* _Tâches à faire_:
a: Relevez, dans l'ordre où elles figurent, toutes les dates complètes (jour, mois et année) mentionnées dans l'extrait du jugement.
b: Recopiez mot pour mot le passage de l'extrait du jugement qui va de « 1.         Les faits » jusqu'à « Pearson de Toronto. » inclus.

----- Extrait du texte

Référence : 2012 CF 1017

Ottawa (Ontario), le 27 août 2012

En présence de monsieur le juge de Montigny 

 

ENTRE :

 

BAH BOUBACAR CABA

 

 

 

demandeur

 

et

 

 

 

PROCUREUR GÉNÉRAL DU CANADA

 

 

 

défendeur

 

 

 

 

 

         MOTIFS DU JUGEMENT ET JUGEMENT

 

[1]               Il s’agit d’une demande de contrôle judiciaire de quatre décisions rendues par la Commission canadienne des droits de la personne (la « Commission ») le 7 juillet 2010 et communiquées au demandeur par lettre en date du 26 juillet 2010. Le demandeur alléguait avoir été victime de discrimination de la part de son employeur, l’Agence des services frontaliers du Canada (l’« ASFC »), sur la base de la race, l’origine nationale ou ethnique et la couleur, contrairement au paragraphe 3(1) de la Loi canadienne sur les droits de la personne, LRC 1985, ch H-6 [Loi].

[2]               Pour les motifs qui suivent, la Cour est d’avis qu’il n’y a pas lieu d’intervenir et que la décision de la Commission de ne pas statuer sur la plainte du demandeur était raisonnable.

 

1.         Les faits

[3]               Le demandeur, qui se représente lui-même, a prétendu dans sa plainte datée du 27 novembre 2008 que l’AFSC avait discriminé contre lui dans le cadre de son emploi en raison de sa race, son origine nationale ou ethnique, et de sa couleur. Au moment où sont survenus les événements à l’origine de sa plainte auprès de la Commission, le demandeur occupait le poste d’inspecteur multidisciplinaire de l’Unité d’importation des aliments, plantes et animaux à l’aéroport international Pearson de Toronto.

 

[4]               Le 6 novembre 2004, alors qu’il était en fonction, le demandeur a quitté son poste de travail et s’est rendu dans les bureaux de la Section de l’immigration de l’aéroport, pour s’enquérir du sort d’un dénommé Boubacar Delli Dramé, originaire comme lui de la Guinée, et offrir son aide dans le traitement de sa demande de réfugié. L’agent d’immigration lui a enjoint de quitter la zone restreinte d’immigration et de retourner à son lieu de travail, ce que le demandeur a fait sans discuter.

----------
----- Extraits de données

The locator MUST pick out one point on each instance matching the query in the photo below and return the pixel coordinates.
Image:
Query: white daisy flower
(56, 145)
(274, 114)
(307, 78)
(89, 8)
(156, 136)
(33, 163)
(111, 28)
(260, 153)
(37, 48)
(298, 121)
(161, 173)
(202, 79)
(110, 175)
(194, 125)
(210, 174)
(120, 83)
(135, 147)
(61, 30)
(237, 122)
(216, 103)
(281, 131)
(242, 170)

----------

* _Réponses attendues_:
a:
27 août 2012
7 juillet 2010
26 juillet 2010
27 novembre 2008
6 novembre 2004

b:
1.         Les faits

[3]               Le demandeur, qui se représente lui-même, a prétendu dans sa plainte datée du 27 novembre 2008 que l’AFSC avait discriminé contre lui dans le cadre de son emploi en raison de sa race, son origine nationale ou ethnique, et de sa couleur. Au moment où sont survenus les événements à l’origine de sa plainte auprès de la Commission, le demandeur occupait le poste d’inspecteur multidisciplinaire de l’Unité d’importation des aliments, plantes et animaux à l’aéroport international Pearson de Toronto.